Instructions for the task –
Please reproduce all of the material below exactly, line for line.

Supplied records –
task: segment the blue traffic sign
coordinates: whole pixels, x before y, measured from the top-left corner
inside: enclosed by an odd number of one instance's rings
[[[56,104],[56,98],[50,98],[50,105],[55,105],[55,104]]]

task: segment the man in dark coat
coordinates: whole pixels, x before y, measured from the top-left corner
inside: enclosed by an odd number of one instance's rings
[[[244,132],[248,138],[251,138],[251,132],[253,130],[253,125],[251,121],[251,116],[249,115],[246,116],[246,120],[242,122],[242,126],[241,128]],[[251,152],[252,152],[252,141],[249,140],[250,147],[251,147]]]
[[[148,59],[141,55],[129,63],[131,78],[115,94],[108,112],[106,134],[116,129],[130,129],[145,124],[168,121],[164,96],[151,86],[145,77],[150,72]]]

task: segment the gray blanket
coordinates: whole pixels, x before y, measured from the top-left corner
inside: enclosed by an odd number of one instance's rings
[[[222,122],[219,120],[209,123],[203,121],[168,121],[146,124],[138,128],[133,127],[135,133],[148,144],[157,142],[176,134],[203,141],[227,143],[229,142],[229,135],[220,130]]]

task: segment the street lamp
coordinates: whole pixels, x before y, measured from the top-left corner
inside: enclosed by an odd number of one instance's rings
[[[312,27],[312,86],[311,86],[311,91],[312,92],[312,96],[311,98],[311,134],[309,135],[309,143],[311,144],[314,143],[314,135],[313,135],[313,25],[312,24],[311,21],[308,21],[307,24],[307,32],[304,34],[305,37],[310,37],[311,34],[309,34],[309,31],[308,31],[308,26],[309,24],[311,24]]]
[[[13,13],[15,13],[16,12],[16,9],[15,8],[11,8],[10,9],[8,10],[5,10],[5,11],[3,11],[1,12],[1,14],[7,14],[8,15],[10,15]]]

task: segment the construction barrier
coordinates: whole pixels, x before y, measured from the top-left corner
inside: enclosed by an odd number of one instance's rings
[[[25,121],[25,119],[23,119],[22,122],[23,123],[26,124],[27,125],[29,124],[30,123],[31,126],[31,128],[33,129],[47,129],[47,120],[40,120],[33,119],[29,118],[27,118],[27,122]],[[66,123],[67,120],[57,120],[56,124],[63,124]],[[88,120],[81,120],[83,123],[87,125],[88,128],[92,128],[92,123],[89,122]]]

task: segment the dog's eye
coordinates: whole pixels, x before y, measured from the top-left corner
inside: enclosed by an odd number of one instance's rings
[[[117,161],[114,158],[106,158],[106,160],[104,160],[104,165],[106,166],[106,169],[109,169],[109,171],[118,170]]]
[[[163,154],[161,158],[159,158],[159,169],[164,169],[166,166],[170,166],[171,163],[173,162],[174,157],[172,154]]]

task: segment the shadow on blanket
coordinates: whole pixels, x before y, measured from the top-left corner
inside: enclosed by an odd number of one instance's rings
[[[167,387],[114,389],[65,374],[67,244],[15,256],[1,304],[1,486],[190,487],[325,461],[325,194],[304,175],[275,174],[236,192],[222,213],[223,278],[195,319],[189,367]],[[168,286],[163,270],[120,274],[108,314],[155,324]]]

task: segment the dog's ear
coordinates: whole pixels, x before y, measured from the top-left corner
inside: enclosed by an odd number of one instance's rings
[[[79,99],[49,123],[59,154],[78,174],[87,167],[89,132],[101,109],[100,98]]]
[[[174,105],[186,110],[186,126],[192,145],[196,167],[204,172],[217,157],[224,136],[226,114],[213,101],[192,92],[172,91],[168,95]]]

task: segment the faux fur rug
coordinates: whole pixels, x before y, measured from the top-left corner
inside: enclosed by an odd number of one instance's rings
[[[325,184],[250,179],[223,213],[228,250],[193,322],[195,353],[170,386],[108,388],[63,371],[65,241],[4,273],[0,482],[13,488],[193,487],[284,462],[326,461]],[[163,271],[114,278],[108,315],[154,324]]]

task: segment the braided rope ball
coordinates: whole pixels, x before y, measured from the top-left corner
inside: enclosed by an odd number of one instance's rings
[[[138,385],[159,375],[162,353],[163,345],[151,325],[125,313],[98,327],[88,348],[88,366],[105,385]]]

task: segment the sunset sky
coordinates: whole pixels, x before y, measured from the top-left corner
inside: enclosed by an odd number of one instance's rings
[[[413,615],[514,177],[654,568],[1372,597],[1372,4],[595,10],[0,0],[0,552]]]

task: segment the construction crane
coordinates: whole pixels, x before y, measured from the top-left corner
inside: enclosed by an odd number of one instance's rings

Exercise result –
task: segment the blue traffic sign
coordinates: whole pixels, x before y, measured from the top-left corner
inside: enclosed by an odd number of one instance's rings
[[[56,104],[56,98],[50,98],[50,105],[55,105],[55,104]]]

task: segment the man in dark coat
coordinates: whole pixels, x before y, measured from the top-left corner
inside: enclosed by an odd number of one instance's rings
[[[244,132],[248,138],[251,138],[251,132],[253,130],[253,125],[251,121],[251,116],[249,115],[246,116],[246,120],[242,122],[242,126],[241,128]],[[251,152],[252,152],[252,141],[249,140],[250,147],[251,147]]]
[[[148,59],[141,55],[129,63],[131,78],[115,94],[108,112],[106,134],[116,129],[130,129],[145,124],[168,121],[164,96],[151,86],[145,77],[150,72]]]

task: segment the gray blanket
coordinates: whole pixels, x before y, measured from the top-left corner
inside: enclosed by an odd number of one instance's rings
[[[222,122],[219,120],[209,123],[203,121],[168,121],[146,124],[138,128],[133,127],[135,133],[148,144],[157,142],[176,134],[203,141],[227,143],[229,142],[229,135],[220,130]]]

task: segment the street lamp
coordinates: whole pixels, x before y, measured from the top-left corner
inside: enclosed by an odd number of one instance's rings
[[[312,27],[312,86],[311,86],[311,91],[312,92],[312,96],[311,98],[311,134],[309,135],[309,143],[311,144],[314,143],[314,135],[313,135],[313,25],[312,24],[311,21],[308,21],[307,24],[307,32],[304,34],[305,37],[310,37],[311,34],[309,34],[309,31],[308,31],[308,26],[309,24],[311,24]]]
[[[13,13],[15,13],[16,12],[16,9],[15,8],[11,8],[10,9],[8,10],[5,10],[5,11],[3,11],[1,12],[1,14],[7,14],[8,15],[10,15]]]

task: segment the construction barrier
coordinates: whole pixels, x before y, measured from the top-left corner
inside: enclosed by an odd number of one instance's rings
[[[25,121],[25,119],[23,119],[22,122],[23,123],[26,124],[27,125],[29,124],[30,123],[31,126],[31,128],[33,129],[47,129],[47,120],[40,120],[33,119],[29,118],[27,118],[27,122]],[[66,123],[67,120],[57,120],[56,124],[63,124]],[[88,120],[81,120],[83,123],[87,125],[88,128],[92,128],[92,123],[89,122]]]

task: segment the dog's eye
coordinates: whole pixels, x before y, measured from the top-left corner
inside: enclosed by an odd number of one instance's rings
[[[117,161],[114,158],[106,158],[106,160],[104,160],[104,165],[106,166],[106,169],[109,169],[109,171],[118,170]]]
[[[163,154],[161,158],[159,158],[159,169],[164,169],[166,166],[170,166],[171,163],[173,162],[174,157],[172,154]]]

task: segment the shadow on blanket
coordinates: whole pixels, x before y, measured from the top-left corner
inside: enclosed by an odd number of one instance's rings
[[[167,387],[114,389],[65,374],[67,244],[15,256],[1,304],[1,486],[190,487],[325,461],[325,194],[304,175],[275,174],[236,192],[222,213],[223,278],[195,319],[189,367]],[[168,286],[163,270],[120,274],[108,314],[155,324]]]

task: segment the dog's ear
coordinates: whole pixels, x before y, measured from the top-left corner
inside: enclosed by an odd number of one instance's rings
[[[79,99],[49,123],[59,154],[78,174],[87,167],[89,132],[101,109],[100,98]]]
[[[174,105],[186,110],[186,126],[192,145],[196,167],[204,172],[217,157],[224,136],[226,114],[213,101],[192,92],[172,91],[168,95]]]

task: segment the faux fur rug
coordinates: whole pixels, x before y, measured from the top-left corner
inside: enclosed by an odd number of one instance's rings
[[[325,184],[250,179],[223,213],[228,250],[193,322],[195,353],[170,386],[108,388],[63,371],[65,241],[4,273],[0,482],[13,488],[193,487],[284,462],[326,461]],[[163,271],[114,278],[108,315],[154,324]]]

task: segment the braided rope ball
coordinates: whole pixels, x before y, measured from the top-left corner
inside: enclosed by an odd number of one instance's rings
[[[138,385],[159,375],[162,353],[163,345],[151,325],[125,313],[98,327],[88,348],[88,366],[105,385]]]

task: segment the sunset sky
coordinates: whole pixels, x before y, measured from the top-left corner
inside: enclosed by an odd number of one instance's rings
[[[413,615],[514,177],[654,568],[1372,597],[1372,4],[595,10],[0,0],[0,552]]]

task: segment the construction crane
coordinates: whole pixels, x before y, measured from the top-left corner
inside: enclosed by an odd number of one instance's rings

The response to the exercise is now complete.